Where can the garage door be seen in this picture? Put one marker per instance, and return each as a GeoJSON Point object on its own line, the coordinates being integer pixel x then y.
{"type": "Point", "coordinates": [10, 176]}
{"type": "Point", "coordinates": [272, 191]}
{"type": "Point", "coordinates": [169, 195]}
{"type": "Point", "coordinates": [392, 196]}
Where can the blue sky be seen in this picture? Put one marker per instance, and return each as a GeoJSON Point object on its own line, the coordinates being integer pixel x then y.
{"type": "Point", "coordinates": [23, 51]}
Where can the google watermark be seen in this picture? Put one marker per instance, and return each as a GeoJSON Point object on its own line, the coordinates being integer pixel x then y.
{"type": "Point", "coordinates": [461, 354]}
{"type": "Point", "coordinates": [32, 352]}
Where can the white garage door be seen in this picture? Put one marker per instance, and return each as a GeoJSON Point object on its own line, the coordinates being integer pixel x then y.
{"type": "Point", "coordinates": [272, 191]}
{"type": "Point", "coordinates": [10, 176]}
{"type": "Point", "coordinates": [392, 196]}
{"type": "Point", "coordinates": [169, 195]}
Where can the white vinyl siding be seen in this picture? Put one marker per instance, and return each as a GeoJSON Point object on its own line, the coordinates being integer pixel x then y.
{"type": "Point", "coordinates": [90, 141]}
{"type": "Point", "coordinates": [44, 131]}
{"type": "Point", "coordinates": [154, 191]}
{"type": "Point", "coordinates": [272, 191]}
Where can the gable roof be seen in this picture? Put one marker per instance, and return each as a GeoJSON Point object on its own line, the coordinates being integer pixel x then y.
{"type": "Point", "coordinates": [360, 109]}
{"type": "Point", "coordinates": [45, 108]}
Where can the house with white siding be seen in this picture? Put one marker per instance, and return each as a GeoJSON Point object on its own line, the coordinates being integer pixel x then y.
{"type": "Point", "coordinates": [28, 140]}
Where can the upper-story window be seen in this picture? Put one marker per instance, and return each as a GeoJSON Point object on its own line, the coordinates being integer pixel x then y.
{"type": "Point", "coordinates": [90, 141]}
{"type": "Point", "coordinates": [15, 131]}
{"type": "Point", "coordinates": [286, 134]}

PROBLEM REQUIREMENTS:
Reproduce, unchanged, the line containing "Where can the white vinyl" and each line after it through the end of the listing above, and nothing else.

PROBLEM SOLUTION:
Where can the white vinyl siding be seen in this picture? Put one marker per instance, and return each as a GeoJSON Point object on its own line, the coordinates being integer pixel x then y.
{"type": "Point", "coordinates": [90, 141]}
{"type": "Point", "coordinates": [44, 131]}
{"type": "Point", "coordinates": [154, 191]}
{"type": "Point", "coordinates": [272, 191]}
Where can the gable roof be seen in this picture? Put one marker per instance, and return each as a GeoJSON Point object on its own line, the coordinates being integer pixel x then y.
{"type": "Point", "coordinates": [360, 109]}
{"type": "Point", "coordinates": [45, 108]}
Where can the house with white siding be seen in this picture? Put one marker per instance, and return each as a GeoJSON Point object on its own line, the coordinates being integer pixel x then y.
{"type": "Point", "coordinates": [28, 140]}
Where can the upper-story window be seen in this picture? Put one marker per instance, and return each as a GeoJSON Point object on its own line, the coordinates being integer pixel x then y.
{"type": "Point", "coordinates": [90, 141]}
{"type": "Point", "coordinates": [15, 131]}
{"type": "Point", "coordinates": [286, 134]}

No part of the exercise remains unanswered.